- Work task -
Please write out the data below once more, exactly as it stands.

Data excerpts:
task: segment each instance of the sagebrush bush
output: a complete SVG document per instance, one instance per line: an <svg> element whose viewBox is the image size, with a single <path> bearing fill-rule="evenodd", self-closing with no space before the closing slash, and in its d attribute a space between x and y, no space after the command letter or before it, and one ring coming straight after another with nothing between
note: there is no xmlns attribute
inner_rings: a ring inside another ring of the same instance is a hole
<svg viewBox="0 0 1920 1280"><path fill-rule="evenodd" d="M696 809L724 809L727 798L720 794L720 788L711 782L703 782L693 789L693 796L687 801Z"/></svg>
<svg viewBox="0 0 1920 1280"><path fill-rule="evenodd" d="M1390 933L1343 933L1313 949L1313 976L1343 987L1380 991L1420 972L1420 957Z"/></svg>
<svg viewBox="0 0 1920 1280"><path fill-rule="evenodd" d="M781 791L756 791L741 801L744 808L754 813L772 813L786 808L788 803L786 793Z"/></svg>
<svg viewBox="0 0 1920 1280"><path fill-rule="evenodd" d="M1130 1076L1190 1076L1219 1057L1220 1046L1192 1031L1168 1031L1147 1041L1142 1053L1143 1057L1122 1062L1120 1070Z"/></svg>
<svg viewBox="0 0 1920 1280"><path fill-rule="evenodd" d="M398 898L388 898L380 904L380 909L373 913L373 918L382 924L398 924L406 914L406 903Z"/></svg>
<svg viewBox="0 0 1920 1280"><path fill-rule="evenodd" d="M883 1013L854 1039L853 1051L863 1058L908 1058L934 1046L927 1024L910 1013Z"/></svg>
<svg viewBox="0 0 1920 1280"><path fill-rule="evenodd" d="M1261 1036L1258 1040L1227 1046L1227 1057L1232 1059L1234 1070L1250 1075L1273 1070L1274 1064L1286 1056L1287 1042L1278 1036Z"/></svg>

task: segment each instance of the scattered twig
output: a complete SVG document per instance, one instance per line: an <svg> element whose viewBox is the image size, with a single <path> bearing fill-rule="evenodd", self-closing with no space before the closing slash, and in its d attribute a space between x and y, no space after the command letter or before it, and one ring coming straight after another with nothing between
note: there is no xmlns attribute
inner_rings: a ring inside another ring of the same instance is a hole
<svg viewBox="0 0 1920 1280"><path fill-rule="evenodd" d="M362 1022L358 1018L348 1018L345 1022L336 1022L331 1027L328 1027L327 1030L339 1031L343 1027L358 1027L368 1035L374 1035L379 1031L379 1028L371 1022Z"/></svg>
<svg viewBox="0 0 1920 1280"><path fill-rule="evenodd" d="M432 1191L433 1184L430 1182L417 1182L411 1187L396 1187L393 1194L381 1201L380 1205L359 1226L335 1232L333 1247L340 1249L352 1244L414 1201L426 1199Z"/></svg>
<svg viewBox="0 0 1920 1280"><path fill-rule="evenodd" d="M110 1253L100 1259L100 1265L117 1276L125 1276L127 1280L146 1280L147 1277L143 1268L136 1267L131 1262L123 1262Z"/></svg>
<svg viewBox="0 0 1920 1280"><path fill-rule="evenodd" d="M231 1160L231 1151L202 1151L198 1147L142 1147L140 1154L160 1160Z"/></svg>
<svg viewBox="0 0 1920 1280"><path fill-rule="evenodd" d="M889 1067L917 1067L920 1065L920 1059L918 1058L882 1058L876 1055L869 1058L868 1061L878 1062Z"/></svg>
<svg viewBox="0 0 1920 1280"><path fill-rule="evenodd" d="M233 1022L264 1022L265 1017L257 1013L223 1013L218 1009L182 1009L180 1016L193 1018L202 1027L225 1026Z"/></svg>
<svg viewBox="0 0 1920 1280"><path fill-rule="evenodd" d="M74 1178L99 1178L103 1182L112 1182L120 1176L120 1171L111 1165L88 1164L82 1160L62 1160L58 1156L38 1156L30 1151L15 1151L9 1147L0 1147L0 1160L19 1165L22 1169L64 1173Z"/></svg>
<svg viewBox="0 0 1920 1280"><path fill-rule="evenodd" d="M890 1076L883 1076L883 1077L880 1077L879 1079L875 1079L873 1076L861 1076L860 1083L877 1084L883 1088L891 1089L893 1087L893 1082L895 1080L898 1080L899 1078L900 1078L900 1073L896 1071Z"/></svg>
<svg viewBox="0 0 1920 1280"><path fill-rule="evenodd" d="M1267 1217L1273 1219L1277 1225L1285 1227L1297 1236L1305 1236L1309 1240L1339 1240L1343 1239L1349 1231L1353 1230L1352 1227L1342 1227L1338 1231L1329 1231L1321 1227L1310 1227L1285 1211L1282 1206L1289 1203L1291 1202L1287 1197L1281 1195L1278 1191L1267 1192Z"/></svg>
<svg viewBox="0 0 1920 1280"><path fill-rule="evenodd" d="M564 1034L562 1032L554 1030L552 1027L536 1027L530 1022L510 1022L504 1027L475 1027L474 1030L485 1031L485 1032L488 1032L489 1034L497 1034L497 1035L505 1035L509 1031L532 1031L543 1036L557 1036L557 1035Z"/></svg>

- Response to the exercise -
task: segment each instance of the sagebrush bush
output: a complete SVG document per instance, one instance per line: an <svg> element whose viewBox is the image size, with a single <path> bearing fill-rule="evenodd", self-closing with no space before the closing slash, and in its d attribute a space between x and y, no space after the command letter or before it, and one ring coming straight after another with nothing between
note: there is no xmlns attribute
inner_rings: a ring inside another ring of the same instance is a hole
<svg viewBox="0 0 1920 1280"><path fill-rule="evenodd" d="M696 809L724 809L727 798L720 794L720 788L711 782L703 782L693 789L693 796L687 801Z"/></svg>
<svg viewBox="0 0 1920 1280"><path fill-rule="evenodd" d="M1390 933L1343 933L1313 949L1313 976L1343 987L1380 991L1420 972L1420 957Z"/></svg>
<svg viewBox="0 0 1920 1280"><path fill-rule="evenodd" d="M781 791L756 791L741 801L744 808L754 813L772 813L786 808L788 803L786 793Z"/></svg>
<svg viewBox="0 0 1920 1280"><path fill-rule="evenodd" d="M1130 1076L1190 1076L1219 1057L1220 1046L1192 1031L1168 1031L1147 1041L1142 1053L1143 1057L1122 1062L1120 1070Z"/></svg>
<svg viewBox="0 0 1920 1280"><path fill-rule="evenodd" d="M398 898L388 898L380 904L380 909L373 913L373 918L382 924L398 924L406 914L406 903Z"/></svg>
<svg viewBox="0 0 1920 1280"><path fill-rule="evenodd" d="M883 1013L854 1039L853 1051L863 1058L908 1058L934 1046L927 1024L910 1013Z"/></svg>
<svg viewBox="0 0 1920 1280"><path fill-rule="evenodd" d="M1261 1036L1258 1040L1227 1046L1227 1057L1232 1059L1234 1070L1250 1075L1273 1070L1274 1064L1286 1056L1287 1042L1278 1036Z"/></svg>

task: segment each instance of the scattered twig
output: a complete SVG document per instance, one instance per line: an <svg> element whose viewBox is the image size, with a single <path> bearing fill-rule="evenodd", self-closing with no space before the closing slash, and in its d attribute a space between x and y, no space after the command letter or before it, and one ring coming straight after another with nothing between
note: there is no xmlns attribute
inner_rings: a ring inside another ring of the same instance is a hole
<svg viewBox="0 0 1920 1280"><path fill-rule="evenodd" d="M362 1022L358 1018L348 1018L345 1022L336 1022L331 1027L328 1027L327 1030L339 1031L343 1027L358 1027L368 1035L374 1035L379 1031L379 1028L371 1022Z"/></svg>
<svg viewBox="0 0 1920 1280"><path fill-rule="evenodd" d="M432 1191L433 1184L430 1182L417 1182L411 1187L396 1187L393 1194L381 1201L380 1205L359 1226L335 1232L333 1247L340 1249L352 1244L414 1201L426 1199Z"/></svg>
<svg viewBox="0 0 1920 1280"><path fill-rule="evenodd" d="M110 1253L100 1259L100 1265L117 1276L125 1276L127 1280L146 1280L147 1277L143 1268L136 1267L131 1262L123 1262Z"/></svg>
<svg viewBox="0 0 1920 1280"><path fill-rule="evenodd" d="M231 1160L231 1151L202 1151L198 1147L142 1147L140 1154L160 1160Z"/></svg>
<svg viewBox="0 0 1920 1280"><path fill-rule="evenodd" d="M889 1067L917 1067L920 1065L920 1059L918 1058L882 1058L876 1055L869 1058L868 1061L878 1062Z"/></svg>
<svg viewBox="0 0 1920 1280"><path fill-rule="evenodd" d="M233 1022L264 1022L265 1017L257 1013L223 1013L218 1009L182 1009L180 1016L193 1018L202 1027L225 1026Z"/></svg>
<svg viewBox="0 0 1920 1280"><path fill-rule="evenodd" d="M74 1178L99 1178L103 1182L112 1182L120 1176L120 1171L111 1165L88 1164L82 1160L62 1160L58 1156L38 1156L30 1151L15 1151L9 1147L0 1147L0 1160L19 1165L22 1169L64 1173Z"/></svg>
<svg viewBox="0 0 1920 1280"><path fill-rule="evenodd" d="M890 1076L883 1076L883 1077L880 1077L879 1079L875 1079L873 1076L861 1076L860 1083L877 1084L883 1088L891 1089L893 1087L893 1082L895 1080L898 1080L899 1078L900 1078L900 1073L896 1071Z"/></svg>
<svg viewBox="0 0 1920 1280"><path fill-rule="evenodd" d="M1267 1217L1273 1219L1277 1225L1285 1227L1297 1236L1305 1236L1309 1240L1339 1240L1343 1239L1349 1231L1353 1230L1352 1227L1342 1227L1338 1231L1329 1231L1321 1227L1310 1227L1285 1211L1282 1206L1289 1203L1291 1202L1287 1197L1281 1195L1278 1191L1267 1192Z"/></svg>
<svg viewBox="0 0 1920 1280"><path fill-rule="evenodd" d="M564 1034L562 1032L554 1030L552 1027L536 1027L530 1022L510 1022L504 1027L475 1027L474 1030L485 1031L485 1032L488 1032L489 1034L497 1034L497 1035L505 1035L509 1031L532 1031L543 1036L557 1036L557 1035Z"/></svg>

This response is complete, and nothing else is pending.